§ EXERCISE AIM: Could you output the lines below as a JSON list of strings, with one string for each line and any blank lines omitted?

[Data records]
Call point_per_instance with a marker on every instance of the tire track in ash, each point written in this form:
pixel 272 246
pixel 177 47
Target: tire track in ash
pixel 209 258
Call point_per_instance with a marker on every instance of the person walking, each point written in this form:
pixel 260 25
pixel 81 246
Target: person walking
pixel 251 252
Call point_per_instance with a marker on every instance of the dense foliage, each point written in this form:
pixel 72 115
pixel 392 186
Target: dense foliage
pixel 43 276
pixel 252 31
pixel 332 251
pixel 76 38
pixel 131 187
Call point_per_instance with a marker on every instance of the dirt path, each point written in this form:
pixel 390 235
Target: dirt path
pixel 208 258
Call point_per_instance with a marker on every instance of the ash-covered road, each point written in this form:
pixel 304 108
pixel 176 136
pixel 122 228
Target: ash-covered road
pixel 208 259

§ WRITTEN SOLUTION:
[
  "Call point_per_instance with a marker on every instance of the tire track in ash, each point written in this form:",
  "pixel 272 246",
  "pixel 177 47",
  "Target: tire track in ash",
  "pixel 209 258",
  "Call point_per_instance with a marker on every instance of the person walking, each point written in this form:",
  "pixel 260 25",
  "pixel 81 246",
  "Target: person walking",
  "pixel 251 252",
  "Call point_per_instance with a marker on every instance of the dense foliage, each point written in this form:",
  "pixel 72 115",
  "pixel 392 186",
  "Target: dense foliage",
  "pixel 43 276",
  "pixel 252 31",
  "pixel 332 251",
  "pixel 76 38",
  "pixel 131 187",
  "Call point_per_instance with a marker on every instance of the dirt path, each point written in this form:",
  "pixel 390 235",
  "Target: dirt path",
  "pixel 208 258",
  "Call point_per_instance with a marker on every instance of the ash-covered road, each point written in this form:",
  "pixel 304 108",
  "pixel 176 136",
  "pixel 122 228",
  "Target: ash-covered road",
  "pixel 208 259"
]